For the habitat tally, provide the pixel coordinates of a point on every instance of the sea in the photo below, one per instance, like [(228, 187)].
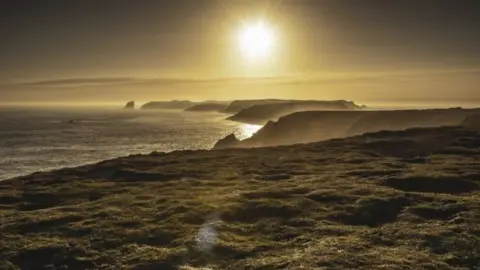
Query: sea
[(36, 139)]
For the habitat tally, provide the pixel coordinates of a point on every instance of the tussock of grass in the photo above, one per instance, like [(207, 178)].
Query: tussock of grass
[(343, 204)]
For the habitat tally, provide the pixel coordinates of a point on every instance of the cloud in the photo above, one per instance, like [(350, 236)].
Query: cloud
[(345, 78)]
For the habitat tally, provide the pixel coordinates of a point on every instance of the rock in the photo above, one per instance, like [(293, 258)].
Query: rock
[(168, 105), (130, 105), (207, 107), (228, 142)]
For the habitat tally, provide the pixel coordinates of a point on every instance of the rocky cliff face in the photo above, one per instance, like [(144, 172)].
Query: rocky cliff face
[(174, 104), (262, 113), (305, 127), (207, 107), (130, 105)]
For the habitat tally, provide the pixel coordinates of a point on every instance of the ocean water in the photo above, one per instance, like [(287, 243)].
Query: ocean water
[(39, 139)]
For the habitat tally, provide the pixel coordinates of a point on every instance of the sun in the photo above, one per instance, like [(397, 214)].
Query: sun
[(256, 41)]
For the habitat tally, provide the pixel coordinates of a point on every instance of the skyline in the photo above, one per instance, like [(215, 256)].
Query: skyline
[(112, 51)]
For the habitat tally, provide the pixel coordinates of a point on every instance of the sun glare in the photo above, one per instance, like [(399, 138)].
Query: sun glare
[(256, 41)]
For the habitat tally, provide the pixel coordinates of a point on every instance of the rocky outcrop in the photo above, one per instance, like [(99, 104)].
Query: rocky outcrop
[(130, 105), (173, 104), (228, 142), (312, 126), (262, 113), (472, 121), (207, 107), (238, 105)]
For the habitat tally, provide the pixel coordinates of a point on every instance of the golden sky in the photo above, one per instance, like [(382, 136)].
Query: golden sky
[(156, 50)]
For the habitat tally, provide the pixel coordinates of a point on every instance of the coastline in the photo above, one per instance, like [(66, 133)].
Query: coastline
[(392, 193)]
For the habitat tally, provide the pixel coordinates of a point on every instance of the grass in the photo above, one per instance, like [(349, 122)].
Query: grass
[(341, 204)]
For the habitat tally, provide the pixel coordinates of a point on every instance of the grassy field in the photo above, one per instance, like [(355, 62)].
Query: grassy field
[(387, 200)]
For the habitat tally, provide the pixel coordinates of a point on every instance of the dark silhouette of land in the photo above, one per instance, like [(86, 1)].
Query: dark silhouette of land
[(207, 107), (311, 126)]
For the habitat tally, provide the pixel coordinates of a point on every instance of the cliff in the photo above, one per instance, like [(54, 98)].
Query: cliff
[(304, 127), (388, 200), (262, 113), (207, 107), (130, 105), (174, 104)]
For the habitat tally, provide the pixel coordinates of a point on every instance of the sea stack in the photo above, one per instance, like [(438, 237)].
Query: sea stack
[(130, 105)]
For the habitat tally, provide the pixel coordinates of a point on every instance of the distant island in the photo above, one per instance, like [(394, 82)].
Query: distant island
[(411, 196), (262, 113), (311, 126), (255, 111), (173, 104), (208, 107), (130, 105)]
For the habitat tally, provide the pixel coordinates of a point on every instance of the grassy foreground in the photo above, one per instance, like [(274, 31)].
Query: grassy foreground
[(388, 200)]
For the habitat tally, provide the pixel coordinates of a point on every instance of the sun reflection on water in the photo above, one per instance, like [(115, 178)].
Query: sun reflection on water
[(247, 130)]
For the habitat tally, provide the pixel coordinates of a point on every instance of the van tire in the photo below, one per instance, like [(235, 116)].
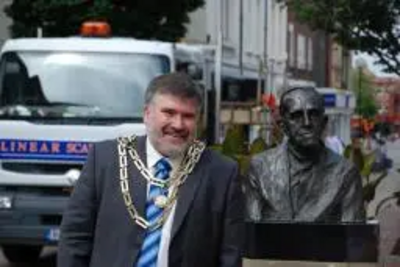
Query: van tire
[(22, 253)]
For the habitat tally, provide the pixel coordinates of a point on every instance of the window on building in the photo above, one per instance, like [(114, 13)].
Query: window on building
[(310, 54), (301, 51), (226, 20), (292, 45)]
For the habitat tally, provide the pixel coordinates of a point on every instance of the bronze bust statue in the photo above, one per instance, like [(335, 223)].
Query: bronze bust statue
[(301, 180)]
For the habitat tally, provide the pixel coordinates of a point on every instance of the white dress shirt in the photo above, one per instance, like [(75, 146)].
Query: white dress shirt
[(152, 158)]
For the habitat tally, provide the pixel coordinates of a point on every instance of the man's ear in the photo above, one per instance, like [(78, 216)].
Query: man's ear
[(325, 121), (283, 125)]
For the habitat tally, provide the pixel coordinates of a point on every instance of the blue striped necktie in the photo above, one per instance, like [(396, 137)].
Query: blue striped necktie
[(150, 247)]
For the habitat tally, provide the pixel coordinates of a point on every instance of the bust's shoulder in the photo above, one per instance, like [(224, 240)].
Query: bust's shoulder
[(268, 157), (340, 161)]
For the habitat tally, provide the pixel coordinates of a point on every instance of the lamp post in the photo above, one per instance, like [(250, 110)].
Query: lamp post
[(360, 64)]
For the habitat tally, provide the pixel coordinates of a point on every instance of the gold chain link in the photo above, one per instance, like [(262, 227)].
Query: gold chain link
[(128, 144)]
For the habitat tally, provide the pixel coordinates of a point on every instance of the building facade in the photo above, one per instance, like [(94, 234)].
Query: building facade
[(5, 22), (253, 35)]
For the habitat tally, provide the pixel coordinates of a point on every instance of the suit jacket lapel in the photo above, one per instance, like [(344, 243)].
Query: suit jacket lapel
[(138, 185), (186, 195)]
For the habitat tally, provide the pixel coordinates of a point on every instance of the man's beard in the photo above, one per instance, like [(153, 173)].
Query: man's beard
[(167, 149)]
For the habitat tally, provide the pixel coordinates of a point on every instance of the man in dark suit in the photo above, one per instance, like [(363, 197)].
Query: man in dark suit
[(136, 206)]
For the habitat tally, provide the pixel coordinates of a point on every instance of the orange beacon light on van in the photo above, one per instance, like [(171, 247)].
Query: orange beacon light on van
[(95, 29)]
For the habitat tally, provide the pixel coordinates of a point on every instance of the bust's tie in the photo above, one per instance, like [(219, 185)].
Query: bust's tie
[(150, 247)]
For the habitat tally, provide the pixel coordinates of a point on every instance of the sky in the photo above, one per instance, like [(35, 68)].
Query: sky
[(376, 69)]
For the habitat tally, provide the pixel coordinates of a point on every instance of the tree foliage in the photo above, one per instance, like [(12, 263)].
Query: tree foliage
[(370, 26), (142, 19), (365, 93)]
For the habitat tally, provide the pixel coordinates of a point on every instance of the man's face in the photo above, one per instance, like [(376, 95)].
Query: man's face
[(304, 120), (171, 123)]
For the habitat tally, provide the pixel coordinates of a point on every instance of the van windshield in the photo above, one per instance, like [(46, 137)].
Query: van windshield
[(76, 84)]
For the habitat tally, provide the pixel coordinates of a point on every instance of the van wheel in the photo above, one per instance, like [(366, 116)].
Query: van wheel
[(22, 253)]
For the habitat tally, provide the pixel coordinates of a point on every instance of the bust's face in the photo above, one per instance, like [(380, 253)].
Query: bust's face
[(303, 117)]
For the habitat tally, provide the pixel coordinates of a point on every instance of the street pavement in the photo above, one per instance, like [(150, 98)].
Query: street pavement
[(389, 220)]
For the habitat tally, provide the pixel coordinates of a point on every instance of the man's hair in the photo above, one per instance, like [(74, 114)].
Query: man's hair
[(177, 84), (310, 90)]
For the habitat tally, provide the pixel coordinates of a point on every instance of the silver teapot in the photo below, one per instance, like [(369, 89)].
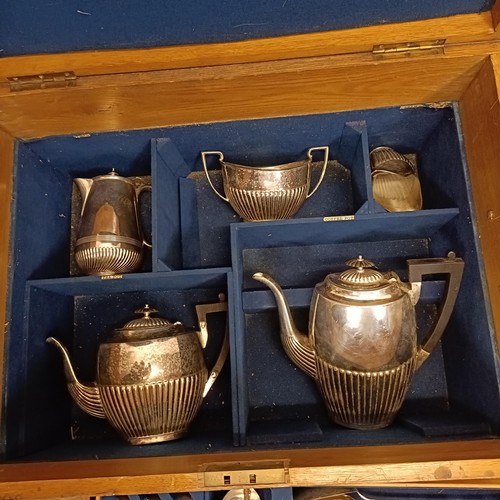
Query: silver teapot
[(109, 239), (151, 376), (362, 344)]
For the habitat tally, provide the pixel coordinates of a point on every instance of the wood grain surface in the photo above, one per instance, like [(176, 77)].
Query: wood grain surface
[(456, 29), (480, 114), (254, 90), (6, 162), (445, 464)]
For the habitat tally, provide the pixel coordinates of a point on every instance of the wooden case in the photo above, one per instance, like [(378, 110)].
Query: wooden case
[(431, 79)]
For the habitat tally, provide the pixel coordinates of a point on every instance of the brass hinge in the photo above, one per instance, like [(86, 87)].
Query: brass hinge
[(47, 81), (409, 49), (248, 474)]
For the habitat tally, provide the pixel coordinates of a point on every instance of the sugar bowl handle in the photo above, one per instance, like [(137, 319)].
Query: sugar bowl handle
[(453, 266), (201, 311), (204, 155), (326, 152)]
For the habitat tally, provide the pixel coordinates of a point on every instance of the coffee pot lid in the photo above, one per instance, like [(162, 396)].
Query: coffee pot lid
[(361, 274), (148, 327)]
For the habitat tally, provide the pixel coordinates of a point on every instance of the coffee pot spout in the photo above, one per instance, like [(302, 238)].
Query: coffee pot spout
[(87, 397), (84, 185), (297, 345)]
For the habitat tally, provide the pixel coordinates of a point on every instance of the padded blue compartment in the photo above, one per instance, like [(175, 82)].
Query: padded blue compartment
[(28, 27), (192, 228), (82, 313), (274, 396)]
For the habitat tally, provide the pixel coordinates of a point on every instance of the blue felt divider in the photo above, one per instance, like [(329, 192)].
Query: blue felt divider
[(193, 228)]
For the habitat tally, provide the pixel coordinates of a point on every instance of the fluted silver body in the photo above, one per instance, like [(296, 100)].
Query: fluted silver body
[(362, 344), (151, 377), (109, 239), (266, 193)]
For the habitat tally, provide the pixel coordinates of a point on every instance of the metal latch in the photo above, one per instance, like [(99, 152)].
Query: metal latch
[(262, 472), (46, 81), (409, 49)]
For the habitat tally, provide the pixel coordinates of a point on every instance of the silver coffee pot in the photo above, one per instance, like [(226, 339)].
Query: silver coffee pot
[(109, 239), (362, 344)]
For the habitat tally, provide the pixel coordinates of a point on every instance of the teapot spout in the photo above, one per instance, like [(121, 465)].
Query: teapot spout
[(87, 397), (297, 345)]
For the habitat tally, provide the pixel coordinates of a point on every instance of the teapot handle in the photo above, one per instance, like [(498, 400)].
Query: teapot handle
[(139, 191), (326, 151), (451, 265), (204, 154), (201, 311)]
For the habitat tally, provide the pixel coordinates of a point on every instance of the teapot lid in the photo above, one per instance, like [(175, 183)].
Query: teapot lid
[(361, 274), (147, 327)]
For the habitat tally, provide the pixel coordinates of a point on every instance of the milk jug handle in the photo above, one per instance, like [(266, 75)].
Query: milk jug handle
[(139, 191), (452, 266), (204, 155), (326, 151), (201, 311)]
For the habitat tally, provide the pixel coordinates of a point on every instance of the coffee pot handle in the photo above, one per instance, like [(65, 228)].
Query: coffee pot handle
[(326, 152), (201, 311), (139, 191), (204, 155), (452, 266)]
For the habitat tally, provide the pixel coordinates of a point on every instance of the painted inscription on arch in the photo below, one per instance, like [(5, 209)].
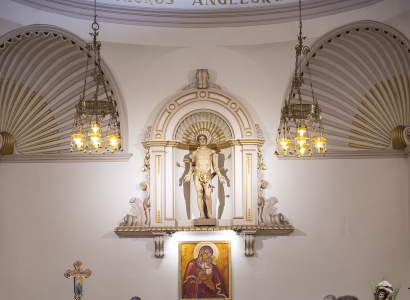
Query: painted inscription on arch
[(189, 4)]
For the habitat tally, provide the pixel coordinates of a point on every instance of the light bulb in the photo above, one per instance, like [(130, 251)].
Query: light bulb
[(95, 127), (301, 130), (113, 138)]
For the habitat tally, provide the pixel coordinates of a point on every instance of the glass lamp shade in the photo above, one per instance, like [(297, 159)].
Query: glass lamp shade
[(79, 140)]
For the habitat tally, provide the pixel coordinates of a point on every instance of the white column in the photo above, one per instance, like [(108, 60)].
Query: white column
[(169, 191), (250, 191), (157, 170), (238, 215)]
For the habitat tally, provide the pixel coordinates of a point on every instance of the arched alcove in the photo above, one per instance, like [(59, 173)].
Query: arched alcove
[(170, 142), (42, 71), (360, 75)]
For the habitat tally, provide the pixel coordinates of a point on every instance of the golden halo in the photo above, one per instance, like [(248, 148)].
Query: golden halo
[(210, 244)]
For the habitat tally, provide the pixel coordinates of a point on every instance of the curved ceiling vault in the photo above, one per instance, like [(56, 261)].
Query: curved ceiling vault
[(41, 78), (197, 13), (360, 74)]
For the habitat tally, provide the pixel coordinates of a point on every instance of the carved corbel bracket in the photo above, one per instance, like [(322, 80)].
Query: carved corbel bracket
[(158, 233), (159, 241), (249, 237)]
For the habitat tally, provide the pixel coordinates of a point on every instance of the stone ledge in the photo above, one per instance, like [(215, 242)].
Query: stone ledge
[(149, 231)]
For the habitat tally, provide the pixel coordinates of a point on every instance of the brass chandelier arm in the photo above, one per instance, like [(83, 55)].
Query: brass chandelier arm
[(300, 127), (88, 130)]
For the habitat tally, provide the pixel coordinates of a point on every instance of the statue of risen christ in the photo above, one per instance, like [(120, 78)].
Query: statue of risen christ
[(202, 160)]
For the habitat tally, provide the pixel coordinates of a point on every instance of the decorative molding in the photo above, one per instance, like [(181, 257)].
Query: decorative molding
[(263, 230), (249, 237), (132, 13), (213, 101), (159, 241), (37, 97), (158, 233), (214, 127), (78, 157), (6, 143)]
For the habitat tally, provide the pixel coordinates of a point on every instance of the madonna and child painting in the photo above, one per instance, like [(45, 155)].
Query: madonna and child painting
[(204, 270)]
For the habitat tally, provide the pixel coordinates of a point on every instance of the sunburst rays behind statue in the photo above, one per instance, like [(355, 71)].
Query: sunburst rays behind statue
[(214, 127)]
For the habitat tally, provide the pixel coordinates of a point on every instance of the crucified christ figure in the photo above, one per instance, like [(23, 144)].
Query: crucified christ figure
[(202, 160)]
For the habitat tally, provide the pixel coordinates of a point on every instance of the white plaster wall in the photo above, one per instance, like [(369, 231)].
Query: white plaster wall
[(351, 216)]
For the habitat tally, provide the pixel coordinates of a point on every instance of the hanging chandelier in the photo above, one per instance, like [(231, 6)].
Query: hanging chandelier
[(300, 128), (96, 124)]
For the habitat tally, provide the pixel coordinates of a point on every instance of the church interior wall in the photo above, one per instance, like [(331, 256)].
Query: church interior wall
[(351, 216)]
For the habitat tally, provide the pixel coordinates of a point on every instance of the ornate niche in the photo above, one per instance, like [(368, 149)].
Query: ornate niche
[(169, 204)]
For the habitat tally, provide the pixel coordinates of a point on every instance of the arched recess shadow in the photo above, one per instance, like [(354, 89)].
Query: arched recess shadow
[(50, 75)]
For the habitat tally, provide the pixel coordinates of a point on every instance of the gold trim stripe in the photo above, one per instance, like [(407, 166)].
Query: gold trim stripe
[(12, 105), (10, 93), (13, 120)]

• What this task involves
In the records, take the part that opens with the line containing "like [(399, 138)]." and closes with the line containing "107), (238, 105)]", and write out only those lines with "rocky outcrop" changed to "rock formation" and nothing else altered.

• Exercise answer
For the habitat tally, provide the pixel coordinates of a point on every instance of the sun glare in the photo above, one per instance, like [(399, 138)].
Query: sun glare
[(256, 41)]
For the habitat tally, provide the pixel coordinates of a point on every instance of the rock formation in the photo above, one per instance, like [(99, 104)].
Query: rock formation
[(130, 105), (173, 104), (228, 142), (312, 126), (262, 113), (472, 121), (207, 107), (238, 105)]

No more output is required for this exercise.